▶ _Exercise instructions_
Leaving out the pictures, copy each record below exactly.

Records drawn from a dataset:

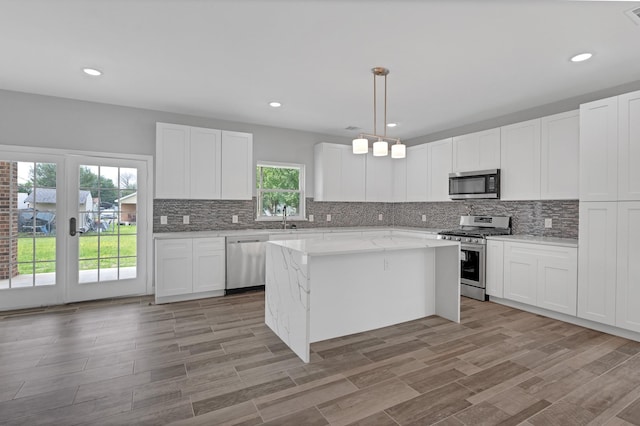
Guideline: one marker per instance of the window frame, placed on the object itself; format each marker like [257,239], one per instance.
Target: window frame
[301,214]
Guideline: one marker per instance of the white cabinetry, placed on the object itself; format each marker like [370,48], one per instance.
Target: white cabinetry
[189,163]
[439,166]
[237,166]
[477,151]
[189,268]
[597,260]
[417,173]
[339,174]
[379,178]
[628,267]
[560,154]
[400,180]
[599,150]
[520,161]
[629,146]
[541,275]
[495,268]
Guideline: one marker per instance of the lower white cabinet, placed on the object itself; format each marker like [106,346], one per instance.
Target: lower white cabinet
[189,268]
[495,268]
[542,275]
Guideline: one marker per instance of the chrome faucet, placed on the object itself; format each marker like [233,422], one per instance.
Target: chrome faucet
[284,217]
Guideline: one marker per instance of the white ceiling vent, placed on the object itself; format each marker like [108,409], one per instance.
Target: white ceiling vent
[634,14]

▶ _Answer to this exercise_
Guideline: one marker per instance of the window frame, placed on the object itself; format each marker like [257,239], one per instance.
Target: window frame
[301,214]
Guideline: one marker per instance of the white cabinetry, placed on the object itself; format each marker like [370,48], one per instance.
Target: white cabinetry
[189,163]
[439,166]
[237,166]
[477,151]
[189,268]
[597,260]
[417,173]
[339,174]
[379,178]
[628,267]
[560,154]
[400,180]
[599,150]
[520,161]
[629,146]
[541,275]
[495,268]
Guideline: one marker per instance of the lower white cabinet, placed on the object itself; format each marker like [106,346], one per instance.
Target: lower white cabinet
[189,268]
[495,268]
[542,275]
Guideline: one marker per instance of the chrome faucet, placed on the object itself; format each marker like [233,422], one per instance.
Target: chrome faucet
[284,217]
Guideline: one marker per instance of the white ceiling vent, placed on the object itself; format each marker like [108,409], one per instance.
Target: white ceiling vent
[634,14]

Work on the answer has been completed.